Stored records:

────

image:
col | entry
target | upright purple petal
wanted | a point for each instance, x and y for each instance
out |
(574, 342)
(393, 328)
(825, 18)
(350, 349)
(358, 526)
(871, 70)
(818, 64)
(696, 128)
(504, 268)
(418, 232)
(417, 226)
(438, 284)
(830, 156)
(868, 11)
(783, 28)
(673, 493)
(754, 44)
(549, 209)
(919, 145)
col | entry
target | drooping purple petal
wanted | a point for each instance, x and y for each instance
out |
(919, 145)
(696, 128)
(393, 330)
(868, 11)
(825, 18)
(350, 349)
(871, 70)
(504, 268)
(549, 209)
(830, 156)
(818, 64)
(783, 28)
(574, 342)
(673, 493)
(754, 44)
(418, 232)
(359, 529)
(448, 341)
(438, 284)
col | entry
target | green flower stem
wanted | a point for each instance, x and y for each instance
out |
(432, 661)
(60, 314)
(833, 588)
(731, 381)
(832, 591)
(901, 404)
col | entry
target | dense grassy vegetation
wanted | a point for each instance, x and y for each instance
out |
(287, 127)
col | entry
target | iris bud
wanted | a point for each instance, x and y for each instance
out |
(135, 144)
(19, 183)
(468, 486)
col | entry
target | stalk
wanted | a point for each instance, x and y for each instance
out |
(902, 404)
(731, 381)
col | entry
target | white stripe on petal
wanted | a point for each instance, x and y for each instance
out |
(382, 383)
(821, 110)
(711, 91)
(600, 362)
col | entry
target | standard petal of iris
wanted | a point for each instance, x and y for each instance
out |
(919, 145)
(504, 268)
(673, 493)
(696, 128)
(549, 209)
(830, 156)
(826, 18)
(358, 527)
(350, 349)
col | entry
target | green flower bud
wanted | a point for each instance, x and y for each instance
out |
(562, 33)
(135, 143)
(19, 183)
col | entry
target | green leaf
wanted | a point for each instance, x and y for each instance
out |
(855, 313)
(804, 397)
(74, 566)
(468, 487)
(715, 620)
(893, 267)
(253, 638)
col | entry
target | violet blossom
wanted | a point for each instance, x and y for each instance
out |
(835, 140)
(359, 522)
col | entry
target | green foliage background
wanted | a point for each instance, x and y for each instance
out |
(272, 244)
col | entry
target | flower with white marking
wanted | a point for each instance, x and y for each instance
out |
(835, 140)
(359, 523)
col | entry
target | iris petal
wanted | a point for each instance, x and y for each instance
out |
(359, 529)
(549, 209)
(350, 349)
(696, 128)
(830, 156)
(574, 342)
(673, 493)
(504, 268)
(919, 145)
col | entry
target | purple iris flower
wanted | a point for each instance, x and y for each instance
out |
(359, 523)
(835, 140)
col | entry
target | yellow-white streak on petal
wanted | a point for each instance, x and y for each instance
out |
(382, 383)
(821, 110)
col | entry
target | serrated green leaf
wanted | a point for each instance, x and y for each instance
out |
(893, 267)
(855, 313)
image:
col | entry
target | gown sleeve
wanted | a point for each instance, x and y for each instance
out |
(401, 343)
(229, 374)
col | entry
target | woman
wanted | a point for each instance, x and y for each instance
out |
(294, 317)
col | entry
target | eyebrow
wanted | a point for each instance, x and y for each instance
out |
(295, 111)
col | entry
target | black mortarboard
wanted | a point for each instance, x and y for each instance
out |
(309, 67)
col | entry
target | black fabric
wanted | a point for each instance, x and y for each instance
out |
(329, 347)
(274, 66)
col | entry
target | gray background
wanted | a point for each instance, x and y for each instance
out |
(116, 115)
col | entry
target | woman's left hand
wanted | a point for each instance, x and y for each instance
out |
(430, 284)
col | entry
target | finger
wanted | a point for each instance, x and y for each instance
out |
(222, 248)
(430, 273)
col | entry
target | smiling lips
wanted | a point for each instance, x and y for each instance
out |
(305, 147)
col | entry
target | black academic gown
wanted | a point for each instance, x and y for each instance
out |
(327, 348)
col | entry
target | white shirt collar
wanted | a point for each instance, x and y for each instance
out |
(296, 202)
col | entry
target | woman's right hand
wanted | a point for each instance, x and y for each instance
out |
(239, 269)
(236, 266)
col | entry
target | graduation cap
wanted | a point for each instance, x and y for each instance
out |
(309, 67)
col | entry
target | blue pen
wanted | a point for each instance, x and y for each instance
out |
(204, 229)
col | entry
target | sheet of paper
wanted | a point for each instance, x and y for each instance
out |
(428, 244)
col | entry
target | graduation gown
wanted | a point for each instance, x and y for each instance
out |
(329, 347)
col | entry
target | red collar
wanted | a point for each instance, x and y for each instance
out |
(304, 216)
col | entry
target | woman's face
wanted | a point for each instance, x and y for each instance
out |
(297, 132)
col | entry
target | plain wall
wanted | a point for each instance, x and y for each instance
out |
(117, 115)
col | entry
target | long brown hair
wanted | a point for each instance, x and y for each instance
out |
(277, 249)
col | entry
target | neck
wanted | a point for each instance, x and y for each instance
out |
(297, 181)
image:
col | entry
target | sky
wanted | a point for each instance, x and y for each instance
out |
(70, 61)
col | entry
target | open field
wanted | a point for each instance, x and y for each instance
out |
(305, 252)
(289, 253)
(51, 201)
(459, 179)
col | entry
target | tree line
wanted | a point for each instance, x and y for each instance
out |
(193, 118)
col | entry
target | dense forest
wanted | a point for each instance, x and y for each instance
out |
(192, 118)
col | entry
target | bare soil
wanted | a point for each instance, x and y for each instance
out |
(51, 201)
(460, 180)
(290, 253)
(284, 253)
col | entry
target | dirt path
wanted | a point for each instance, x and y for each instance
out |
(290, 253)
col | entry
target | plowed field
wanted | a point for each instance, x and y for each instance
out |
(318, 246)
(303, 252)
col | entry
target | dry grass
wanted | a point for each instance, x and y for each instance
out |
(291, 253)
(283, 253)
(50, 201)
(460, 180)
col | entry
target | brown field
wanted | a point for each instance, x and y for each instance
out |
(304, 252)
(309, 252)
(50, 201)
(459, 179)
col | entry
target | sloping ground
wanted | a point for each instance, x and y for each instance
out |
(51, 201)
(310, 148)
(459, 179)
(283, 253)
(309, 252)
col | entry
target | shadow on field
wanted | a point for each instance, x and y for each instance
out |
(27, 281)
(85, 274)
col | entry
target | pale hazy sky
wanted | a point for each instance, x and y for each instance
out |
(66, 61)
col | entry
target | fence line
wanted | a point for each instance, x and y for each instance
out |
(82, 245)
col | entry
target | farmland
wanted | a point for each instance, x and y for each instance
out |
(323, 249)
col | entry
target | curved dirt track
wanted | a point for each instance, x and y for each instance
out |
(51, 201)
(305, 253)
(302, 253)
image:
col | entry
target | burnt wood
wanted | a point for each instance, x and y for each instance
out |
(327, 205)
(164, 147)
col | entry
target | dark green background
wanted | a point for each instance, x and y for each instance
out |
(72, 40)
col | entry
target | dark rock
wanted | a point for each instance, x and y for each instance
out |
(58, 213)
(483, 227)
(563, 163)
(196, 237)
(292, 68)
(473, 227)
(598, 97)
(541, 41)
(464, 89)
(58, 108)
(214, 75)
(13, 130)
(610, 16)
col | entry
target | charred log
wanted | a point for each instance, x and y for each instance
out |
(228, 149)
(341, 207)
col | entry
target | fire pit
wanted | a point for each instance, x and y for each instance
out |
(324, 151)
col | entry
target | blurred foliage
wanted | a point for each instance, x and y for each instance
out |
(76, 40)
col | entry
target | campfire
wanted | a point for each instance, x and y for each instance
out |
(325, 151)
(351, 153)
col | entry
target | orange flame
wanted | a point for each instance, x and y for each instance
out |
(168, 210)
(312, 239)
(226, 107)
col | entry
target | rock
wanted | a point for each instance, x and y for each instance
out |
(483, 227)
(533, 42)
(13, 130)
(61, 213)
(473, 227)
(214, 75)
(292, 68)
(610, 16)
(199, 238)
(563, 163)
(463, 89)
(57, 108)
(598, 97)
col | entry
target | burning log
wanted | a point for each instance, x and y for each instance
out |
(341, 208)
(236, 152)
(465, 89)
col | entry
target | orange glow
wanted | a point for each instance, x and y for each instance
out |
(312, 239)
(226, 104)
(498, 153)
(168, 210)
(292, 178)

────

WHAT YOU ARE ASKED TO DO:
Restate the data word for word. Begin at its first line, end at the line that contains "target | drooping purple petal", and include both.

WORKED SOLUTION:
image:
col | entry
target | upright purple petal
wanted | a point for each instance, x and y for each instance
out |
(574, 342)
(393, 328)
(825, 18)
(350, 349)
(358, 526)
(871, 70)
(818, 64)
(696, 128)
(504, 268)
(418, 232)
(417, 226)
(438, 284)
(830, 156)
(868, 11)
(783, 28)
(673, 493)
(754, 44)
(549, 209)
(919, 145)
col | entry
target | drooping purple petal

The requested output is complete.